→ AIM: Pick up the excerpt on sea ice freezing after its final sentence and continue writing it; the lines that follow it are separate.

→ EXCERPT PROVIDED:
━━━━━━━━
I’m just glad that I’m not scratching my head anymore trying to figure out what happened. 🙂 I’m still pretty swamped with work and some things at home, so I don’t have the time to dig into stuff like I’d like…following the numbers with my existing spreadsheets is the only time I have for this hobby right now.
-Scott

George E. Smith
October 13, 2010 4:53 pm

Well the ice behavior is certainly interesting; and I am sure we will know more as it gets into the main winter conditions.
The sea water would seem to need to drop to about -2.5 or so, to start freezing at normal salinity. I have in the past argued that once the surface water starts to freeze, the segregation coefficient for the salt species, causes massive amounts of salts to be expelled into the water at the growing interface; and this would have the effect of further lowering the freezing Temperature of salt water; so especially if calm water conditions prevailed, the start of ice growth would seem to hesitate; and further temperature drop would be necesaary to account for the higher interface salinity; so the atmospheric and water temperatures would have to continue to drop. Eventually, the temperature drop would be such as to nullify the smaller effect of lowering freezing point, and then freezing would be able to proceed apace; now with a much bigger temperature gradient between the sink (atmosphere) and the source (water) so the rate of conductive heat loss to the air cwould now be greater, so once the real freeze got going it would take off at a very fast clip; relative to what happens at the onset.
━━━━━━━━
→ DATA EXTRACT:
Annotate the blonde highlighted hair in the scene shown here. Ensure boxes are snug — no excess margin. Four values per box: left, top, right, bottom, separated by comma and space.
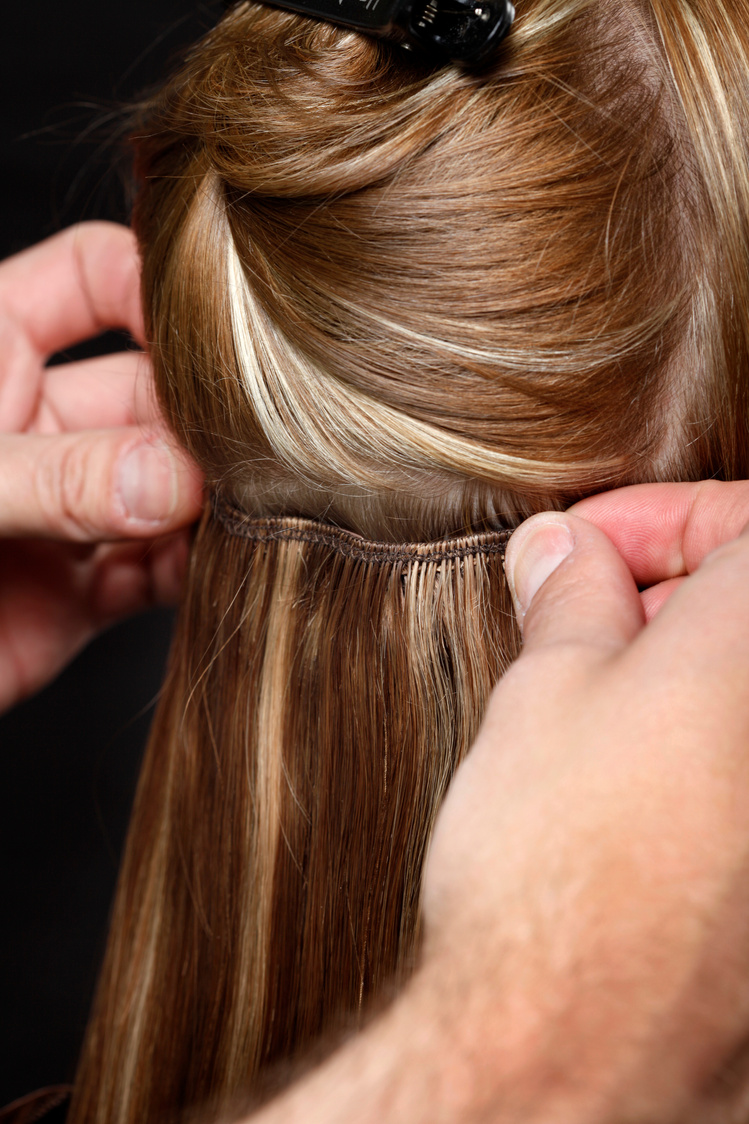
71, 0, 749, 1124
━━━━━━━━
→ EXERCISE RESULT:
I imagine that if conditions were a bit stormier, so that the growth interface was cosntantly getting washed by water motion, that the salinity would not increase so much so growth would continue earlier but at a lesseer growth rate because of the smaller gradient. Well I haven’t worded that quite properly; but I think I have conveyed the concept.
So all of that dicking around, when this freeze started a while back may have assisted in theis somewhat wild regrowth rate.
It’s an interesting dynamical situation. And of course, I understand that thickness growth is slowed down by poor thermal conductivity of ice; but as far as ice extent, or area, I can see how it would take off so fast..
And I would still like to know more about the rejection of CO2 from the growing ice; which also ought to be rejected by the water per Henry’s law, and hence result in an increase in Atmospheric CO2 during the refreeze cycle.
I have asked Dr Steven Piper at San Diego; that oceanographic place there; aka Woods Hole west, who is a real CO2 expert about that; and he doesn’t like my conjecture; and says I need reprogramming; but he’s a very nice chap, who has been very helpful with atomic powered CO2 information.
Perhaps Ferdinand Englebeen could jump in with his thoughts; he seems to be very ice savvy to me.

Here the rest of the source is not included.